** START DATA SHOWN **
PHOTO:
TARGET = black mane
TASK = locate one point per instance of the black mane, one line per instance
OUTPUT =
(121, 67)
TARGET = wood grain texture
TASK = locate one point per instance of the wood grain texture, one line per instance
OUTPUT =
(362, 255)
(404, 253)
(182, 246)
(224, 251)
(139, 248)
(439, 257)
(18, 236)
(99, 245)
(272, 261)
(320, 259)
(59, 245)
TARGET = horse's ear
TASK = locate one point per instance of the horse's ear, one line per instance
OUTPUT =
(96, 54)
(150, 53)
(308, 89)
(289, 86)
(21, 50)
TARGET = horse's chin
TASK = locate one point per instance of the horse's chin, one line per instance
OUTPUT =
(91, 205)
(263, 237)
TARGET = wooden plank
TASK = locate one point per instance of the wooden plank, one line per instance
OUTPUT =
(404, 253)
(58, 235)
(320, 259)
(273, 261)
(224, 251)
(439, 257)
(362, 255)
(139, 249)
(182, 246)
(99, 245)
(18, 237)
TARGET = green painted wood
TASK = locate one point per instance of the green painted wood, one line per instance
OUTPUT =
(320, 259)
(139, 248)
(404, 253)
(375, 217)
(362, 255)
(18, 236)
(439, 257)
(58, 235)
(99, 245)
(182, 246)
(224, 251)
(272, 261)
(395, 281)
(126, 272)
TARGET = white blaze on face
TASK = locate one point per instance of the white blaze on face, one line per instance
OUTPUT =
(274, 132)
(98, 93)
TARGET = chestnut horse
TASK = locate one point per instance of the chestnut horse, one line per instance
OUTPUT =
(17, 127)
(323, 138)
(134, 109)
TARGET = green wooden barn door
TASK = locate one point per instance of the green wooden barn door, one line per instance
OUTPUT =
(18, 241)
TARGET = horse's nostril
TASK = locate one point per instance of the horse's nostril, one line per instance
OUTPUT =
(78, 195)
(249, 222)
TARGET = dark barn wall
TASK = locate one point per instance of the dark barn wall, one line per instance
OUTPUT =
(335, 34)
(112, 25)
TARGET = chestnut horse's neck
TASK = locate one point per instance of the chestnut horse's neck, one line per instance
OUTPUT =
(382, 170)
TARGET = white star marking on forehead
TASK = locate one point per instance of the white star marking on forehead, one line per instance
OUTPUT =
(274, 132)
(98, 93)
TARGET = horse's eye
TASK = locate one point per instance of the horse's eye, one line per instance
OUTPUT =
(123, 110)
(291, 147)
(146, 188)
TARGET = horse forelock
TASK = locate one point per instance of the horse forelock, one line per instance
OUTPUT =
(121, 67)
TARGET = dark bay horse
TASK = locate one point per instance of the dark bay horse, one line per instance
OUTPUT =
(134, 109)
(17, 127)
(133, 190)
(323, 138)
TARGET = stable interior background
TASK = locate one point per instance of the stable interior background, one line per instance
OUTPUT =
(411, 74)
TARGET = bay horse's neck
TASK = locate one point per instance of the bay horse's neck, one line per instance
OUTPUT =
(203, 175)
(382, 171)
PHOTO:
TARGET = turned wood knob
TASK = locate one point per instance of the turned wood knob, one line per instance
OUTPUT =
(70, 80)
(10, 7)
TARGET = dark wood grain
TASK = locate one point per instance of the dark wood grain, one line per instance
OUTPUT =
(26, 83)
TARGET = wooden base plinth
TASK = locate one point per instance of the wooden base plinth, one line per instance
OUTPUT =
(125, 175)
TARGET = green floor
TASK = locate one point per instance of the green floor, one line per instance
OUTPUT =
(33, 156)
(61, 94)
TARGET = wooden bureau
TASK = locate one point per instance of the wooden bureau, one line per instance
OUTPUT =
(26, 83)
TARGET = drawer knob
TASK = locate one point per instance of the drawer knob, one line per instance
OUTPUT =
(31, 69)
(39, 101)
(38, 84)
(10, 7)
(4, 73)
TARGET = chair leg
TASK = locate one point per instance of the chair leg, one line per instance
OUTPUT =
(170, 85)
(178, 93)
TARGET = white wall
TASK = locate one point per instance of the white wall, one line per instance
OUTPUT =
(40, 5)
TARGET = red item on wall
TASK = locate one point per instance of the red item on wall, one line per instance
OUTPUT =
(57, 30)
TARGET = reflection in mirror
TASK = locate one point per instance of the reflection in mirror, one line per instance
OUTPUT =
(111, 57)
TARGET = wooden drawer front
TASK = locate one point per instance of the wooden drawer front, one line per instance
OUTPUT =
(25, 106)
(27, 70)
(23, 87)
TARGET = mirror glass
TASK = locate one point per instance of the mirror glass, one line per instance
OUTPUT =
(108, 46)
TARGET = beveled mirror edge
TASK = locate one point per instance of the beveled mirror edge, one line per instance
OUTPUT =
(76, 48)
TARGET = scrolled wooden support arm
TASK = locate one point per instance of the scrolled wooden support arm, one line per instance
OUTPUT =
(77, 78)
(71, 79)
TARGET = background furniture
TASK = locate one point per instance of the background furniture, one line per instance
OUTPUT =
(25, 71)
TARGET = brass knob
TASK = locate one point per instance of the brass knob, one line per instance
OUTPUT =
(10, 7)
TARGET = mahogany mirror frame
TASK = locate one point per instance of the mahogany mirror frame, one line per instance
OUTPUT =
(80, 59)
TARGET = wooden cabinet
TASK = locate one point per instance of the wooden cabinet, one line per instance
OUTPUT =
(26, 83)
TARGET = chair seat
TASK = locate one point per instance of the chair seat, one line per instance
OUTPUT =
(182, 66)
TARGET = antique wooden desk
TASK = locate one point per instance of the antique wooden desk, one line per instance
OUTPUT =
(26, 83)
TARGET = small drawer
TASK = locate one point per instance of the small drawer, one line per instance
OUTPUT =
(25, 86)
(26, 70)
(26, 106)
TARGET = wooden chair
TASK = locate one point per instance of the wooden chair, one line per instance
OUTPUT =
** END DATA SHOWN **
EXERCISE AIM: Retype every one of the rows above without changing anything.

SOLUTION:
PHOTO:
TARGET = black mane
TASK = locate one point per instance of the black mane, one line per instance
OUTPUT =
(121, 67)
TARGET = wood grain texture
TASK = locate one point per instance of the wood grain texture, one line per instance
OUTPUT =
(362, 255)
(404, 253)
(182, 246)
(224, 251)
(139, 248)
(439, 257)
(18, 236)
(99, 245)
(272, 261)
(320, 259)
(59, 245)
TARGET = horse's ear
TASK = locate one point per instance of the horse's ear, one line per instance
OUTPUT =
(96, 54)
(150, 53)
(308, 89)
(289, 86)
(21, 50)
TARGET = horse's chin
TASK = locate one point per instance of the horse's chin, one line per instance
OUTPUT =
(91, 205)
(263, 237)
TARGET = wooden plank
TASK = locate one point per instance of the wooden plank, one line per instance
OUTPUT =
(404, 253)
(58, 235)
(320, 259)
(273, 261)
(224, 251)
(439, 257)
(362, 255)
(139, 249)
(182, 246)
(99, 245)
(18, 237)
TARGET = green painted wood
TASK = locate one point per instance of the green painted wood, one line per instance
OUTPUT =
(320, 259)
(139, 248)
(404, 253)
(375, 217)
(362, 255)
(18, 236)
(439, 257)
(58, 235)
(99, 245)
(182, 246)
(224, 251)
(272, 261)
(395, 281)
(126, 272)
TARGET = white blaze on face
TASK = locate one point per instance of the white blaze on face, one line per instance
OUTPUT =
(274, 132)
(98, 93)
TARGET = chestnut horse
TASK = locate one point per instance of the chestnut horse, one line per instance
OUTPUT =
(17, 127)
(323, 138)
(134, 109)
TARGET = green wooden barn door
TASK = locate one point per instance of the green wooden barn door, one line per instance
OUTPUT =
(18, 241)
TARGET = horse's nostril
TASK = locate one point per instance of the horse's nostril, one line per instance
OUTPUT =
(78, 195)
(249, 222)
TARGET = dark barn wall
TASK = locate one point per instance of the dark barn wall, one line per instance
OUTPUT =
(335, 34)
(112, 25)
TARGET = chestnut horse's neck
TASK = locate one point per instance of the chestnut horse's neck, one line per instance
OUTPUT =
(382, 170)
TARGET = white star marking on forehead
TASK = locate one point per instance of the white star marking on forehead, one line per instance
OUTPUT =
(274, 132)
(98, 93)
TARGET = horse's eye
TASK = locate one point per instance of the horse's eye, one line per instance
OUTPUT =
(123, 110)
(291, 147)
(146, 188)
TARGET = horse forelock
TASK = locate one point per instance of the horse forelock, one line per instance
OUTPUT =
(121, 67)
TARGET = dark bay horse
TASK = locate one point per instance of the dark bay horse, one line per instance
OUTPUT =
(134, 109)
(17, 127)
(133, 190)
(323, 138)
TARGET = stable interior background
TASK = locate one point per instance of the stable interior background, one line per instance
OUTPUT =
(411, 74)
TARGET = bay horse's neck
TASK = locate one point per instance of the bay horse's neck, one line per instance
OUTPUT =
(203, 175)
(382, 171)
PHOTO:
TARGET = turned wood knob
TASK = locate one point per instance of the turned wood knob, one line per instance
OUTPUT =
(70, 80)
(10, 7)
TARGET = dark wood grain
TASK = locate one point per instance of the dark wood grain, one line per instance
OUTPUT =
(26, 83)
TARGET = wooden base plinth
TASK = locate one point per instance of the wooden base plinth, one line per instance
OUTPUT =
(125, 175)
TARGET = green floor
TASK = locate one point per instance of the green floor, one line per instance
OUTPUT =
(33, 156)
(61, 94)
TARGET = wooden bureau
TASK = locate one point per instance of the wooden bureau, one line per instance
OUTPUT =
(26, 83)
TARGET = drawer knob
TASK = locate one point per instance of the drawer knob, one line per instance
OUTPUT =
(31, 69)
(39, 101)
(38, 84)
(10, 7)
(4, 73)
TARGET = chair leg
TASK = locate one point per instance of the chair leg, one line per instance
OUTPUT =
(170, 85)
(178, 93)
TARGET = white wall
TASK = locate one point per instance of the white wall, one line per instance
OUTPUT =
(40, 5)
TARGET = red item on wall
TASK = locate one point per instance of the red item on wall, one line per instance
OUTPUT =
(57, 30)
TARGET = reflection in mirror
TASK = locate one point per instance of the reflection in mirror, one line per instance
OUTPUT =
(111, 57)
TARGET = wooden drawer front
TASK = locate one point per instance of the wooden drawer front, one line per instance
OUTPUT =
(25, 106)
(27, 70)
(23, 87)
TARGET = mirror glass
TASK = locate one point per instance of the mirror glass, one line per instance
OUTPUT =
(108, 46)
TARGET = beveled mirror edge
TASK = locate one point per instance of the beveled mirror edge, one line per instance
OUTPUT =
(76, 48)
TARGET = scrolled wooden support arm
TASK = locate one point per instance of the scrolled wooden support arm, one line per instance
OUTPUT =
(77, 78)
(71, 79)
TARGET = background furniture
TASK = locate one point per instance of the background furniture, one line per instance
OUTPUT =
(25, 71)
TARGET = brass knob
TASK = locate one point per instance of the brass knob, one line per instance
OUTPUT =
(10, 7)
TARGET = mahogany mirror frame
TASK = locate one point per instance of the mahogany mirror frame, one line per instance
OUTPUT =
(80, 59)
TARGET = wooden cabinet
TASK = locate one point per instance of the wooden cabinet, one line per instance
OUTPUT =
(26, 83)
TARGET = chair seat
TASK = locate one point per instance of the chair seat, one line per instance
OUTPUT =
(182, 66)
TARGET = antique wooden desk
TASK = locate one point per instance of the antique wooden desk, one line per instance
OUTPUT =
(26, 83)
TARGET = small drawer
TASK = locate one point per instance of the small drawer, one line per instance
OUTPUT =
(25, 86)
(26, 70)
(26, 106)
TARGET = wooden chair
TASK = locate one point per instance of the wooden chair, one line per instance
OUTPUT =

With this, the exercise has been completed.